◆ Work item A:
List each place named in the Cycle Lewes article, giving each one only once.
◆ Work item B:
Rewrite the Cycle Lewes article from "In the summer" to "August 29 to 31.", putting "used" in place of "second-hand".

◆ Document extract:
┄┄┄┄┄┄┄┄┄┄

CYCLE LEWES - New challenge along beautiful South Downs route

This week’s Cycle Lewes article is brought to you by Bonfire Boy Chris, who tells us about his new found love of mountain biking and an upcoming challenge for some bonfire boys.

In the summer of 2013, I had booked a week off to do some fishing but, as I had just been given a second-hand mountain bike, I decided to give it a try.

I rode it from Lewes up to Ditchling Beacon and back. I enjoyed it so much that I never got the rod out that week and have done very little fishing. Living up at the Old Race Course, I spent a lot of time riding the South Downs Way and decided to set a challenge of doing the whole of the SDW in three days to raise money for St Peter and St James Hospice.

I also invited members of the Cliffe Bonfire Society to join me. So now we have about 17 riders attempting the 100-mile Challenge from Winchester to Eastbourne on August 29 to 31.

We have also been lucky enough to have sponsorship from Lewes Cycle Shack and Intersport.

┄┄┄┄┄┄┄┄┄┄

◆ Given information:
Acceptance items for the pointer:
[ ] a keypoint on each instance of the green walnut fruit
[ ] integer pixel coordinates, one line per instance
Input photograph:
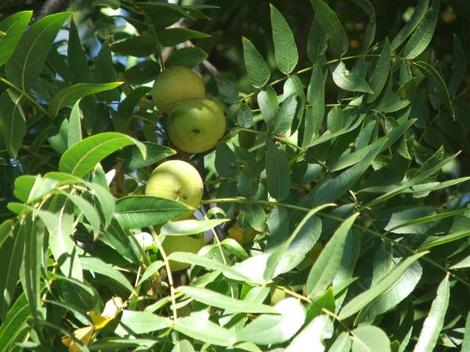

┄┄┄┄┄┄┄┄┄┄

◆ Final answer A:
Lewes, Ditchling Beacon, the Old Race Course, the South Downs Way, Winchester, Eastbourne

◆ Final answer B:
In the summer of 2013, I had booked a week off to do some fishing but, as I had just been given a used mountain bike, I decided to give it a try.

I rode it from Lewes up to Ditchling Beacon and back. I enjoyed it so much that I never got the rod out that week and have done very little fishing. Living up at the Old Race Course, I spent a lot of time riding the South Downs Way and decided to set a challenge of doing the whole of the SDW in three days to raise money for St Peter and St James Hospice.

I also invited members of the Cliffe Bonfire Society to join me. So now we have about 17 riders attempting the 100-mile Challenge from Winchester to Eastbourne on August 29 to 31.